EXTRAIT DU DOCUMENT:
***

Normes comptables internationales: l'Europe doit défendre ses intérêts dans le débat sur l'harmonisation


Le Monde, cahier "Eco & entreprise" du mardi 23 avril 2013. Le dernier.La question de l'harmonisation des normes comptables à l'échelle internationale n'est pas récente. Elle se pose toutefois en termes nouveaux après les crises financières de 2007-2008 et de 2010-2011.
Revenons un court instant à la situation antérieure à 2007. Devant le succès grandissant des normes International Financial Reporting Standards (IFRS) - utilisées par les sociétés cotées ou faisant
appel à des investisseurs pour présenter leurs états financiers -, des voix de plus en plus nombreuses plaidaient alors pour une convergence des normes comptables au niveau mondial.

Les critiques, notamment de la "juste valeur" (la valeur de marché), bien que déjà présentes, ne semblaient pas à même de remettre en cause la dynamique de convergence qui était à l'oeuvre.

Mais les crises successives, en apportant la démonstration de la "procyclicité" de cette juste valeur - sa capacité à croître ou à décroître en fonction de l'évolution du cycle économique - ont amplifié les critiques. Celles-ci ne se limitent pas à la juste valeur, mais concernent aussi d'autres thèmes tels que la reconnaissance du chiffre d'affaires, les contrats de location ou les effets contre-intuitifs des normes.

La volonté de convergence entre les normes américaines - Generally Accepted Accounting Principles (US GAAP) - et les IFRS s'était à nouveau manifestée lors du G20 de Pittsburgh (Pennsylvanie) en septembre 2009. Un calendrier très contraint avait été établi avec un délai fixé... à la mi-2011. Mais force est de constater que la route est encore longue.

EFFETS NÉFASTES

D'autant que tous les acteurs concernés ont admis les effets néfastes de la procyclicité des normes de juste valeur et de leur impact potentiel sur la stabilité financière, d'une conception de la performance parfois en décalage avec la réalité des modèles économiques des entreprises et des économies nationales, ou encore d'une confusion implicite entre performance et risque.
En une décennie, les perspectives d'évolution des normes comptables dans le monde ont ainsi profondément changé ; la convergence des normes IFRS avec les US GAAP reste un point sur la ligne d'horizon.

Dès lors, quel cap se fixer pour réorienter un système de normalisation comptable dont les enjeux dépassent largement la question technique ? C'est la réflexion développée dans le cinquantième cahier du think tank En Temps Réel, Normes comptables : la mondialisation en panne (www.entempsreel.com).
Cette situation amène en effet à s'interroger de nouveau sur la manière dont s'établit la légitimité d'un système aux conséquences réelles pour les économies. L'Europe a tenté de peser, avec un résultat mitigé, en faveur d'une plus grande influence des autorités publiques dans la gouvernance de l'International Accounting Standards Board (IASB), dont émanent les normes comptables IFRS.

***

LIGNES EXTRAITES:
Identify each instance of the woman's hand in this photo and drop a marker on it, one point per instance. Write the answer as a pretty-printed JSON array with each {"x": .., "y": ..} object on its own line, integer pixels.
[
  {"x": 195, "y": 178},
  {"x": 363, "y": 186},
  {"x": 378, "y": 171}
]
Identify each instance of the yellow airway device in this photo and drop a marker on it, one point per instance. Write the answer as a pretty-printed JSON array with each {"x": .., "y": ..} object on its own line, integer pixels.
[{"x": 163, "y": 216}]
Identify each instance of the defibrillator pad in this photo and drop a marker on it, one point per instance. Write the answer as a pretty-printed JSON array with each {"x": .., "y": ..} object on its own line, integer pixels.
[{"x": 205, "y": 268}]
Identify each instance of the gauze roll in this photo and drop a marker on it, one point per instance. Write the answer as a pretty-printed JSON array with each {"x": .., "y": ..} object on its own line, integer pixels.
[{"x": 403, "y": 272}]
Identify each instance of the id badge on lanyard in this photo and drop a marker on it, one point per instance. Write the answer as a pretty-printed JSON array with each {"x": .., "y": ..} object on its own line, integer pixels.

***

Reprenez l'article sur l'harmonisation des normes comptables internationales et poursuivez-le à partir de sa dernière phrase.

La récente nomination par le commissaire européen au marché intérieur et aux services, Michel Barnier, d'un "conseiller spécial", Philippe Maystadt, dont la mission est de renforcer la contribution de l'Union européenne (UE) à l'élaboration des IFRS et d'améliorer la gouvernance des institutions qui les élaborent, montre l'importance du sujet.

DEUX ENJEUX MAJEURS

La pérennité des normes IFRS repose sur deux enjeux majeurs : d'une part, mieux prendre en compte les exigences des utilisateurs, notamment les émetteurs et les investisseurs, par nature très divers ; d'autre part, permettre à l'Europe de recouvrer une souveraineté trop longtemps délaissée en la matière.
Certains verront dans cette affirmation une remise en cause de la volonté d'établir des règles communes à un marché mondialisé. C'est au contraire par un meilleur équilibre des forces que les normes IFRS pourront se refaire une santé. La convergence ne doit pas se faire à n'importe quel prix, et elle ne pourra se construire que par une saine confrontation entre différents modèles.

Il ne s'agit pas ici de remettre en cause les IFRS, ni de développer des normes européennes. Il s'agit plutôt d'assurer la pérennité des premières en s'interrogeant sur la pertinence d'une méthode d'adoption de ces normes qui prive l'UE de son autorité dans ce domaine - autorité dont la plupart des pays du monde se sont dotés -, l'empêchant ainsi de prendre en compte les spécificités de nos économies.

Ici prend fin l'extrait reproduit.